## MATERIAL TO PROCESS

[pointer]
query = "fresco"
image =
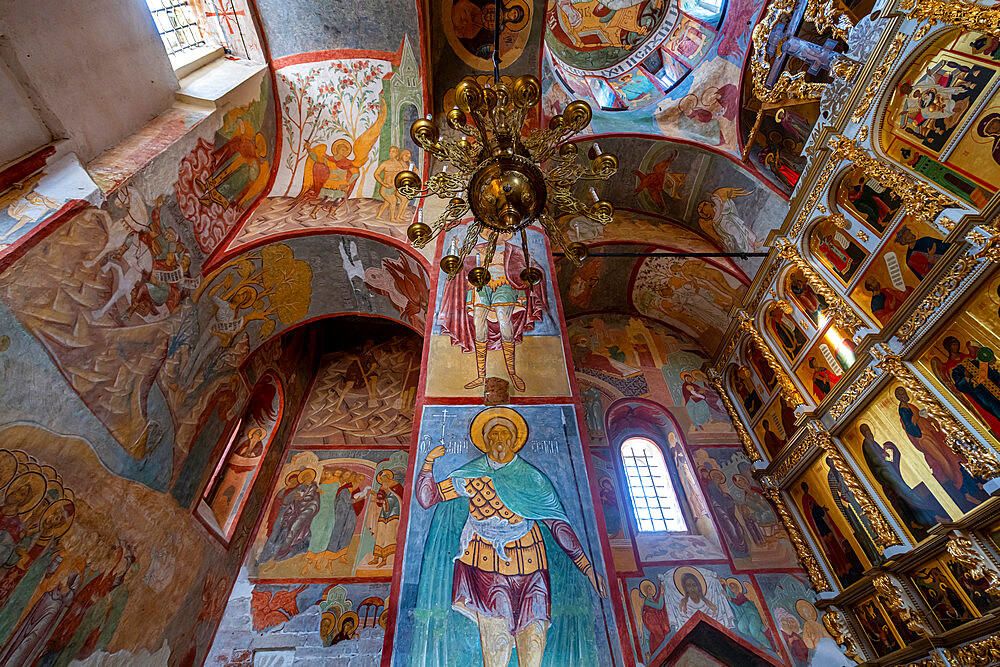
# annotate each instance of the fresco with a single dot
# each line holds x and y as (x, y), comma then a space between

## EXERCISE INSTRUCTIONS
Reproduce the rows above verbatim, omitting the picture.

## THE SOLUTION
[pointer]
query = "fresco"
image =
# annotate each instance of the fresco with a single dot
# each line holds x and y as (x, y), comma then a space between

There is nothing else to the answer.